==== SOURCE EXTRACT

Historical Data Replay
In DolphinDB, we can import historical data into a stream table in chronological order as "real-time data" so that the same script can be used both for backtesting and real-time trading. Regarding streaming in DolphinDB please refer to DolphinDB Streaming Tutorial.
This article introduces functions replay
and replayDS
and then demonstrates the process of data replaying.
1. Functions
1.1. replay
replay(inputTables, outputTables, [dateColumn], [timeColumn], [replayRate], [absoluteRate=true], [parallelLevel=1])
Function replay
injects data from specified tables or data sources into stream tables.
'inputTables' is a table or a tuple. Each element of the tuple is an unpartitioned table or a data source generated by function
replayDS
.'outputTables' is a table or a tuple of tables, or a string or a string vector. The number of elements of outputTables must be the same as the number of elements of inputTables. If it is a vector, it is a list of the names of the shared stream tables where the replayed data of the corresponding tables of inputTables are saved. If it is a tuple, each element is a shared stream table where the replayed data of the corresponding table in inputTables are saved. The schema of each table in outputTables must be identical as the schema of the corresponding table in inputTables.
'dateColumn' and 'timeColumn' are strings indicating the date column and time column in inputTables. If neither is specified, the first column of the table is chosen as 'dateColumn'. If there is a 'dateColumn', it must be one of the partitioning columns. If only 'timeColumn' is specified, it must be one of the partitioning columns. If information about date and time comes from the same column (e.g., DATETIME, TIMESTAMP), use the same column for both 'dateColumn' and 'timeColumn'. Data are replayed in batches determined by the smallest unit of time in 'timeColumn' or 'dateColumn' if 'timeColumn' is not specified. For examples, if the smallest unit of time in 'timeColumn' is second then all data in the same second are replayed in the same batch; if 'timeColumn' is not specified, then all data in the same day are replayed in the same batch.

========
==== EXTRACTED RECORDS

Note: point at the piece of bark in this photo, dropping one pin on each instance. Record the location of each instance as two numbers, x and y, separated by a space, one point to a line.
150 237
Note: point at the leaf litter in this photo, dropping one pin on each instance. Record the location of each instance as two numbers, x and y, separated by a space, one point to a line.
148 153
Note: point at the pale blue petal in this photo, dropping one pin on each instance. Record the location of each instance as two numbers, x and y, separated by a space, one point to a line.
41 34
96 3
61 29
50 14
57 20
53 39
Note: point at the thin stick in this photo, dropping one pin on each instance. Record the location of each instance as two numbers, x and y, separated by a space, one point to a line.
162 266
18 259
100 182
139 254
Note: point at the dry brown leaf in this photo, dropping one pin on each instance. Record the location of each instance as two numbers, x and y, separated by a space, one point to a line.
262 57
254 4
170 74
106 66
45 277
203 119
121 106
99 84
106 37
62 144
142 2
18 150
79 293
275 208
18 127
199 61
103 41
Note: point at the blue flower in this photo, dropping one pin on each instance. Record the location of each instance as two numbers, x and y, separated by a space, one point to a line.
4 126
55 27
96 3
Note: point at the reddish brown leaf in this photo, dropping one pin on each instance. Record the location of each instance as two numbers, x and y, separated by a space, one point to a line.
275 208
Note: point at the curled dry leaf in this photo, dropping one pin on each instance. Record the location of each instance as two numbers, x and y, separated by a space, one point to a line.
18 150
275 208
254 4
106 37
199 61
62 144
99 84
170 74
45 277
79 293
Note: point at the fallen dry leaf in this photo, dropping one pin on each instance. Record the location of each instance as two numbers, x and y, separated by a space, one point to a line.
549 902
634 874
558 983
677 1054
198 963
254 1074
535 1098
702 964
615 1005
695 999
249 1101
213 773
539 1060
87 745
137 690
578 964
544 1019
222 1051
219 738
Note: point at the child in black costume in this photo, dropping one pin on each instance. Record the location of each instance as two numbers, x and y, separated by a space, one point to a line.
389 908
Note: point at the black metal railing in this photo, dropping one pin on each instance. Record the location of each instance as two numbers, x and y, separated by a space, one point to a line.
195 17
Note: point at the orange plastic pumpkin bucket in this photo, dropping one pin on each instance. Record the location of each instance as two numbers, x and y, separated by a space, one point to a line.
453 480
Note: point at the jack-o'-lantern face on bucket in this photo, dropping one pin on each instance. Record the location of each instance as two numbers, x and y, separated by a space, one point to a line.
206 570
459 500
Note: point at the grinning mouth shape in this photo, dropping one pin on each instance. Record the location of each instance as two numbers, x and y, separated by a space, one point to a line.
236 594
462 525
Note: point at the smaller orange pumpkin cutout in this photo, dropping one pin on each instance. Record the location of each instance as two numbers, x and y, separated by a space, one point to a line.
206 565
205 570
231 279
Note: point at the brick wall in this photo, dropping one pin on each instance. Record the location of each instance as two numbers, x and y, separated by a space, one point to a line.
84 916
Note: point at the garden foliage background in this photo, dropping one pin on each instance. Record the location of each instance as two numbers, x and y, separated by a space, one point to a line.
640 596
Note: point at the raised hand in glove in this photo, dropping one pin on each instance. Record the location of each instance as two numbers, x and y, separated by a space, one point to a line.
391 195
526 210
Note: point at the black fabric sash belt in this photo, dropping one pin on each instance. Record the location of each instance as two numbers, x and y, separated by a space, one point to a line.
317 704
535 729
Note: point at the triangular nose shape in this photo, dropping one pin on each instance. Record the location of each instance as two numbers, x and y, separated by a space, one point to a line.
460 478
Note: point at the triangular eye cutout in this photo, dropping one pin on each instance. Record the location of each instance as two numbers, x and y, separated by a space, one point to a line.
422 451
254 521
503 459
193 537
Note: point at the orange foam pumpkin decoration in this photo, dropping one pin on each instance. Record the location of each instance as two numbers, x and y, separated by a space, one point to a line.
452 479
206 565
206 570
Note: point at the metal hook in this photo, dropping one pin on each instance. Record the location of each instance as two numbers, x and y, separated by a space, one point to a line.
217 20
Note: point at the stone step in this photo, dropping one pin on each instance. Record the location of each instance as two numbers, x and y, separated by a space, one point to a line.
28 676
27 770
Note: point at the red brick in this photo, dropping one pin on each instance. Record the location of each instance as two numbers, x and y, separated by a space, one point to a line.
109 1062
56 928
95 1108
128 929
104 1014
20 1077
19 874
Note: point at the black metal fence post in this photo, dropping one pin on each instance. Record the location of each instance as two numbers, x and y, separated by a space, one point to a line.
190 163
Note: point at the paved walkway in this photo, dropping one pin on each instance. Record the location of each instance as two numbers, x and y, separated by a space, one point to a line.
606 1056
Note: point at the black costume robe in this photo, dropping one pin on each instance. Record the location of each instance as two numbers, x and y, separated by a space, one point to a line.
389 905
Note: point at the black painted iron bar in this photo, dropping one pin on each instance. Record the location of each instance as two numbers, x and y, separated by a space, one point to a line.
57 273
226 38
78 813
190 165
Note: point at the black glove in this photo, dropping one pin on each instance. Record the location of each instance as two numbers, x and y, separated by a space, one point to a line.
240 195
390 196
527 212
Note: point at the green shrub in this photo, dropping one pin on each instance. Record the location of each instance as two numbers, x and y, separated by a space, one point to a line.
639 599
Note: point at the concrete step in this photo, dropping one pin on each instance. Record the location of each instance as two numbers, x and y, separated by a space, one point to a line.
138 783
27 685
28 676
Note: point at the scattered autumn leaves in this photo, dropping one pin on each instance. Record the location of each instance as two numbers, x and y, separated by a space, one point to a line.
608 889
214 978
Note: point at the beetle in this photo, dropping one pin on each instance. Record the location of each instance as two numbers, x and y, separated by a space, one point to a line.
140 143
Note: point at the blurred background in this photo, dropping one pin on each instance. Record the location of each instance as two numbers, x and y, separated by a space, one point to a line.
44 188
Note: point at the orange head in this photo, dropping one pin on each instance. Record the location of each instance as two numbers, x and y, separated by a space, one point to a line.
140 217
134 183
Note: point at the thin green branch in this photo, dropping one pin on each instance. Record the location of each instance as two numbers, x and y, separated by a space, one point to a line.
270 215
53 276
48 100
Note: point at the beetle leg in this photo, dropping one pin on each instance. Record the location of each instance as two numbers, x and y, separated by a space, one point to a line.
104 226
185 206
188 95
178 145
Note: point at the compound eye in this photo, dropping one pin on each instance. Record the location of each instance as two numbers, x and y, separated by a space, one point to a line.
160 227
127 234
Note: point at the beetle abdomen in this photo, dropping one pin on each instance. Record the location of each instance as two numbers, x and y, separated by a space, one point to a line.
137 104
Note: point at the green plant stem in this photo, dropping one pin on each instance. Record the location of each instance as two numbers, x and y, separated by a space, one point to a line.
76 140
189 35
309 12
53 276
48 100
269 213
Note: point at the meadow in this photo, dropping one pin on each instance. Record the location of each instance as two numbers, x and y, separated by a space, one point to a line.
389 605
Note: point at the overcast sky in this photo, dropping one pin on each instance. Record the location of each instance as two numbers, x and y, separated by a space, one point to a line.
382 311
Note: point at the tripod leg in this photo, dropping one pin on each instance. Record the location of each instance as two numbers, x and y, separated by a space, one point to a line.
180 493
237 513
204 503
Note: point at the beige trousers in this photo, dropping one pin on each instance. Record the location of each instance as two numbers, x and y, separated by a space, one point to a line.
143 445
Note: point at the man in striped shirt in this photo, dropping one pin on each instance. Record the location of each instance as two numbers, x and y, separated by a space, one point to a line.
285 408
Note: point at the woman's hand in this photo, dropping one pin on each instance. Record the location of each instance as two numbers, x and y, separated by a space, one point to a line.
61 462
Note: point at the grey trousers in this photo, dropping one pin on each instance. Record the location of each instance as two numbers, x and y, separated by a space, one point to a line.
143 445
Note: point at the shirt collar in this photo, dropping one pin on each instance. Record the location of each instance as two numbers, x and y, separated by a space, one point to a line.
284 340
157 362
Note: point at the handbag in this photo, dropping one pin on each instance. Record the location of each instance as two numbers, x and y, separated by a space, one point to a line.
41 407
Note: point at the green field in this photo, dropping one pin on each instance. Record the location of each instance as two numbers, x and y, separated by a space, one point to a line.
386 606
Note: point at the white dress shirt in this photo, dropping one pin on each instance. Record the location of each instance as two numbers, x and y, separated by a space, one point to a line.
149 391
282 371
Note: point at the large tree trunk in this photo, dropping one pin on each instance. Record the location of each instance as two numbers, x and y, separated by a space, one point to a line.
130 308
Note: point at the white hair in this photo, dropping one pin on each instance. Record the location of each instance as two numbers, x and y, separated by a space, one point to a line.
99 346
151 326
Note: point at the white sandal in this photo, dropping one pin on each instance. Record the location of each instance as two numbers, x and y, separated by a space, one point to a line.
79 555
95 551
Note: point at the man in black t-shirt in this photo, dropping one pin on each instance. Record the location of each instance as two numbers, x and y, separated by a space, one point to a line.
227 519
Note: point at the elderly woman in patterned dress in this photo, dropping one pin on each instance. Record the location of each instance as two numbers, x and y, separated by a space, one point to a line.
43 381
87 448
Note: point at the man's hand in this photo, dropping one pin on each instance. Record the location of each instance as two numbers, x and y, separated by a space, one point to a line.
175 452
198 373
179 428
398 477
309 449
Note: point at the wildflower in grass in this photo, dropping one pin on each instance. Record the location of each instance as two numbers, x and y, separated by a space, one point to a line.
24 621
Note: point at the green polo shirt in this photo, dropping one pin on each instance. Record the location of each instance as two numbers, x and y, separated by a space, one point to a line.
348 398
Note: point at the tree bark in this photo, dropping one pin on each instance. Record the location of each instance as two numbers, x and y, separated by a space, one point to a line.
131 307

========

- [GIVEN INSTRUCTION 1]:
In the replay documentation, which column is chosen as 'dateColumn' when neither 'dateColumn' nor 'timeColumn' is specified?
- [GIVEN INSTRUCTION 2]:
Pick up the replay documentation right after its last sentence and carry it forward.
The rows come from a separate source, unrelated to the replay documentation.

- [RESPONSE 1]:
The first column of the table.

- [RESPONSE 2]:
'replayRate' is a nonnegative integer indicating the number of rows to be replayed per second. If it is not specified, it means data are replayed at the maximum speed.
'replayRate' is an integer.
'absoluteRate' is a Boolean value. The default value is true.
Regarding 'replayRate' and 'absoluteRate':
(1) If 'replayRate' is a positive integer and absoluteRate=true, replay at the speed of 'replayRate' rows per second.
(2) If 'replayRate' is a positive integer and absoluteRate=false, replay at 'replayRate' times the original speed of the data. For example, if the difference between the maximum and the minimum values of 'dateColumn' or 'timeColumn' is n seconds, then it takes n/replayRate seconds to finish the replay.
(3) If 'replayRate' is unspecified or negative, replay at the maximum speed.
- 'parallelLevel' is a positive integer. When the size of individual partitions in the data sources is too large relative to memory size, we need to use function
replayDS
to further divide individual partitions into smaller data sources. 'parallelLevel' indicates the number of threads loading data into memory from these smaller data sources simultaneously. The default value is 1. If 'inputTables' is a table or a tuple of tables, the effective 'parallelLevel' is always 1.
1.2. replayDS
replayDS(sqlObj, [dateColumn], [timeColumn], [timeRepartitionSchema])
Function replayDS
generates a group of data sources to be used as the inputs of function replay
. It splits a SQL query into multiple subqueries based on 'timeRepartitionSchema' with 'timeColumn' within each 'dateColumn' partition.
'sqlObj' is a table or metacode with SQL statements (such as <select * from sourceTable>) indicating the data to be replayed. The table object of "select from" must use a DATE type column as one of the partitioning columns.
'dateColumn' and 'timeColumn' are strings indicating the date column and time column. If neither is specified, the first column of the table is chosen as 'dateColumn'. If there is a 'dateColumn', it must be one of the partitioning columns. If only 'timeColumn' is specified, it must be one of the partitioning columns. If information about date and time comes from the same column (e.g., DATETIME, TIMESTAMP), use the same column for both 'dateColumn' and 'timeColumn'. Function
replayDS
and the corresponding functionreplay
must use the same set of 'dateColumn' and 'timeColumn'.'timeRepartitionSchema' is a TIME or NANOTIME type vector. 'timeRepartitionSchema' deliminates multiple data sources on the dimension of 'timeColumn' within each 'dateColumn' partition. For example, if timeRepartitionSchema=[t1, t2, t3], then there are 4 data sources within a day: [00:00:00.000,t1), [t1,t2), [t2,t3) and [t3,23:59:59.999).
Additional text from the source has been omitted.